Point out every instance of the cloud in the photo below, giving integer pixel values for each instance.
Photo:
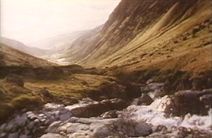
(33, 20)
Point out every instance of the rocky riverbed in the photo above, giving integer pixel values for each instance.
(150, 116)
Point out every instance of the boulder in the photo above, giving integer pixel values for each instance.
(51, 135)
(15, 79)
(110, 114)
(194, 102)
(145, 99)
(96, 109)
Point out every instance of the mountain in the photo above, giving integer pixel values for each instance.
(22, 47)
(12, 57)
(152, 34)
(58, 42)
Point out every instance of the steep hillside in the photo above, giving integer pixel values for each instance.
(144, 34)
(13, 57)
(22, 47)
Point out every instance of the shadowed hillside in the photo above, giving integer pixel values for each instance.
(139, 33)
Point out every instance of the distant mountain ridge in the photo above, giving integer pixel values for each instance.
(143, 32)
(22, 47)
(11, 57)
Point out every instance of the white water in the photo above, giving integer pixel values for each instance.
(154, 114)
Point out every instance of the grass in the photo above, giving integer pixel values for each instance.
(66, 90)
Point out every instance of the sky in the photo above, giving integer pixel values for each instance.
(30, 21)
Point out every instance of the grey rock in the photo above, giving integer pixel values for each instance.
(13, 135)
(51, 135)
(53, 128)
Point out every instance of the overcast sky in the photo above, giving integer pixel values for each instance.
(30, 21)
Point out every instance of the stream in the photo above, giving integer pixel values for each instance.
(78, 121)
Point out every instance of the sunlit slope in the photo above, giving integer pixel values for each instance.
(144, 33)
(13, 57)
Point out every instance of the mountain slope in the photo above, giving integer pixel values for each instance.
(13, 57)
(22, 47)
(145, 32)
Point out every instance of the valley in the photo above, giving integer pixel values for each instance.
(147, 72)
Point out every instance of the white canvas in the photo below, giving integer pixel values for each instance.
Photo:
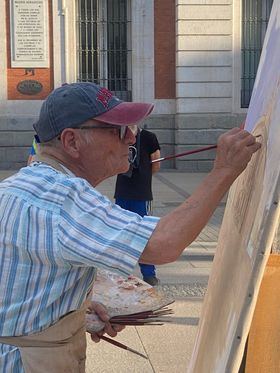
(249, 225)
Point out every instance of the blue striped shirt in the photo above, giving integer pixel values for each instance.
(55, 230)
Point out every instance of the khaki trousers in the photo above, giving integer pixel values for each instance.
(61, 348)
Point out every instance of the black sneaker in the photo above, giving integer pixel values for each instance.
(151, 280)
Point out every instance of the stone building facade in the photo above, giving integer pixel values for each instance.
(186, 56)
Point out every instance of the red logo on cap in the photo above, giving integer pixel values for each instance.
(103, 96)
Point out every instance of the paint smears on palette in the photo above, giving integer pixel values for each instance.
(129, 301)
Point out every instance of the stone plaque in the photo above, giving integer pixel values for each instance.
(29, 25)
(29, 87)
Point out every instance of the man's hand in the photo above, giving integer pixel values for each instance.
(235, 150)
(101, 312)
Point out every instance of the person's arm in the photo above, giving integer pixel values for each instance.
(180, 227)
(155, 166)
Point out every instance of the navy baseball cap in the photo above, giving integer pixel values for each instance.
(72, 104)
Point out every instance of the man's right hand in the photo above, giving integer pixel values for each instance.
(235, 150)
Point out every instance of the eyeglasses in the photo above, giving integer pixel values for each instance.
(121, 129)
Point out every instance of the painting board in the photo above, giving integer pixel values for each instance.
(248, 228)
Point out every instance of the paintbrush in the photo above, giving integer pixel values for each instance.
(118, 344)
(184, 153)
(198, 150)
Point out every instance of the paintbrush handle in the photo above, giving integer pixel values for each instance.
(124, 347)
(185, 153)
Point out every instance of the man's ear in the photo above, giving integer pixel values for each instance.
(71, 142)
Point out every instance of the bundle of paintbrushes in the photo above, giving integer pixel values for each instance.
(129, 301)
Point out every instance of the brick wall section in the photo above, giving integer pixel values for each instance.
(165, 48)
(16, 75)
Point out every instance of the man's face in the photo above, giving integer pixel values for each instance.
(105, 153)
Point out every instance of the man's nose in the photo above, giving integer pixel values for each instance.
(129, 137)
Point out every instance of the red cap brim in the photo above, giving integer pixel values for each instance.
(126, 113)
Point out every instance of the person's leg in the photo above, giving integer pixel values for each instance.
(10, 359)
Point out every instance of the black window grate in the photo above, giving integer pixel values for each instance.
(104, 44)
(255, 17)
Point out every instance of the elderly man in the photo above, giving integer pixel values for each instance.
(56, 228)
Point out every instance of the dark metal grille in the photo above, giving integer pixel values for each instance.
(255, 16)
(104, 44)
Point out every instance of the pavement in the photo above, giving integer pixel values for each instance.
(168, 347)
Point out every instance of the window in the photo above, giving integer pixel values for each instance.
(104, 44)
(255, 16)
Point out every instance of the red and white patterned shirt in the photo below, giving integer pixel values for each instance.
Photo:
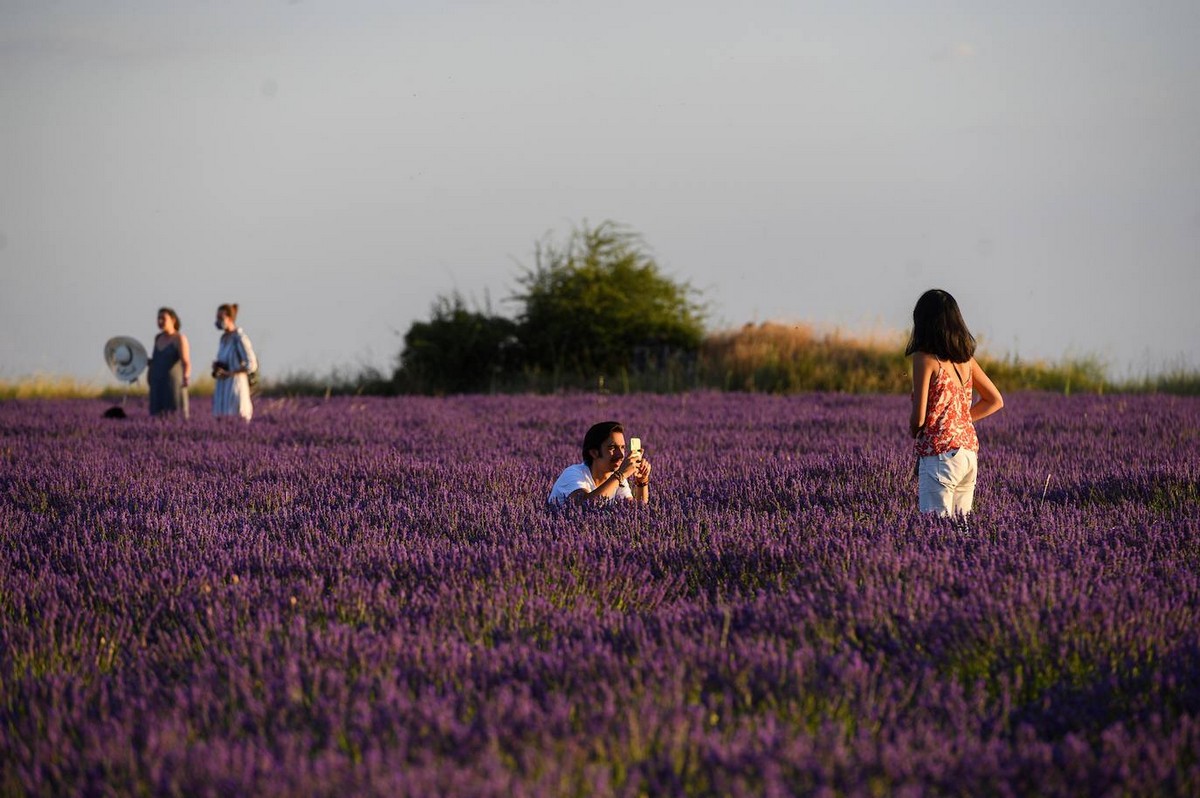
(947, 415)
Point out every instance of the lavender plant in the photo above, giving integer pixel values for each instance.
(369, 597)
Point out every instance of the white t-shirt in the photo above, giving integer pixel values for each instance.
(576, 477)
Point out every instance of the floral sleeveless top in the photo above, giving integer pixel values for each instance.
(947, 415)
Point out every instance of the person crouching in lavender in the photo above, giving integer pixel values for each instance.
(609, 471)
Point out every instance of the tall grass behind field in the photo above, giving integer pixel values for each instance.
(785, 359)
(768, 358)
(792, 358)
# # # # #
Task brief: Scan the entries above for the word "below" and collect each line holding it.

Result of the task:
Point out every instance of the cloud in the photo below, giving integer pixel values for each instance.
Point out every instance of the white canvas in the photo below, giving integer pixel values for each instance.
Point out every instance of the red and white patterned shirt in the photo below, giving integer pixel values for each instance.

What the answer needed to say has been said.